_Objetivo da tarefa_
Transcreva fielmente uma parte do trecho sobre a transição de processos judiciais. Comece nas palavras que contêm "f) Nos casos" e pare depois de "nós acima propugnado.".

_Trecho selecionado_
★ ★ ★ ★ ★ ★ ★

Tal deliberação foi tomada pelo Plenário em 27 de Maio de 2014 e dela constam as seguintes orientações genéricas, para o que releva:

c) Consideram-se “correspondentes secções de instância local” e “respectivas instâncias locais” para os efeitos do art. 104.º, n.ºs 1 e 5, do RLOSJ, as secções de instância local que na nova estrutura judiciária tenham, no mesmo município, competência material idêntica. (sublinhado nosso)

g) Nos casos omissos os processos transitam para as instâncias centrais ou locais competentes de acordo com as novas regras de competência material e territorial.

i)No que respeita às operações de transição por atribuição, a que alude a deliberação do CSM de 9 de abril de 2014, a definição do destino concreto na unidade de processos da nova estrutura judiciária acorrerá imediatamente após conhecimento do movimento judicial.

Tais orientações genéricas foram concretizadas por posterior despacho do Exmo. Senhor Vice-Presidente do Conselho Superior da Magistratura, publicitado no respectivo sítio da Internet em 25 de Junho de 2014, o qual determinou fossem cumpridas as seguintes regras:

a)A excepção da parte final do artigo 104.º, n.º1, do RLOSJ, não incluí os juízos de competência especializada cível nem os tribunais de competência genérica;

b)(…)

c)Consideram-se “correspondentes secções de instância local” e “respetivas instâncias locais”, para os efeitos do artigo 104.º, n.ºs 1 e 5, do RLOSJ, as secções de instância local que na nova estrutura judiciária tenham, no mesmo município, competência material idêntica. (sublinhado nosso)

f) Nos casos omissos, os processos pendentes em tribunais ou juízos especializados, instalados em município que perde competência nessa jurisdição material, transitam para as instâncias centrais ou locais competentes de acordo com as novas regras de competência material e territorial.

g) Nos casos omissos, os processos transitam para as instâncias centrais ou locais competentes de acordo com as novas regras de competência material e territorial.

Sendo certo que, por referência ao expresso na deliberação do CSM acima aludida se clarificou cristalinamente que correspondentes “secções de instância local” e “respectivas instâncias locais” se reporta a secções de instância local que na nova estrutura judiciária tenham, no mesmo município, competência material idêntica, ou seja, no sentido por nós acima propugnado.

Por consequência, de acordo com o despacho exarado pelo Exmo. Vice-Presidente do CSM, e tal como dali resulta expresso, nas operações de transição de processos apenas ocorreram transferências de processos para as instâncias locais que mantêm a competência dentro do mesmo município, não sendo transferidos os processos pendentes à data da entrada em vigor do ROFTJ, para as instâncias locais cuja sede (própria ou da nova comarca) se situasse fora do mesmo município.

★ ★ ★ ★ ★ ★ ★

_Material fornecido_

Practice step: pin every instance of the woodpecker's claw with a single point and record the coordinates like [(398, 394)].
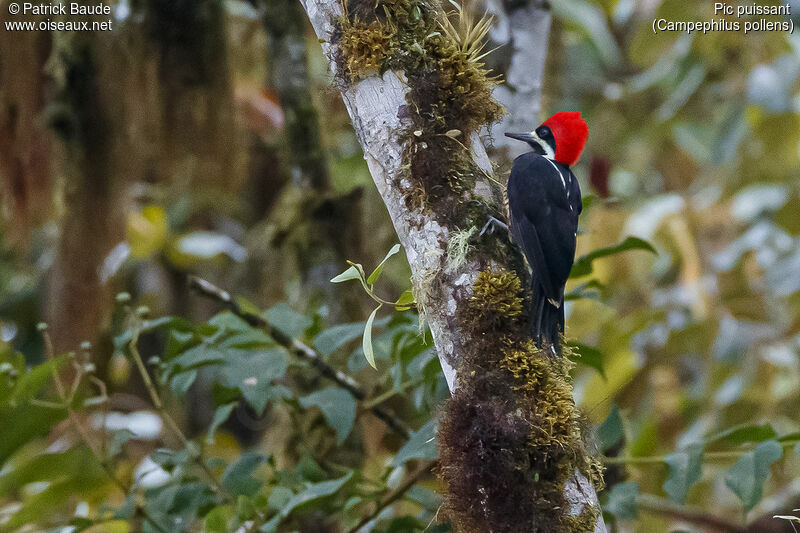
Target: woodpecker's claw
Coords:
[(493, 224)]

★ ★ ★ ★ ★ ★ ★

_Resposta à tarefa_
f) Nos casos omissos, os processos pendentes em tribunais ou juízos especializados, instalados em município que perde competência nessa jurisdição material, transitam para as instâncias centrais ou locais competentes de acordo com as novas regras de competência material e territorial.

g) Nos casos omissos, os processos transitam para as instâncias centrais ou locais competentes de acordo com as novas regras de competência material e territorial.

Sendo certo que, por referência ao expresso na deliberação do CSM acima aludida se clarificou cristalinamente que correspondentes “secções de instância local” e “respectivas instâncias locais” se reporta a secções de instância local que na nova estrutura judiciária tenham, no mesmo município, competência material idêntica, ou seja, no sentido por nós acima propugnado.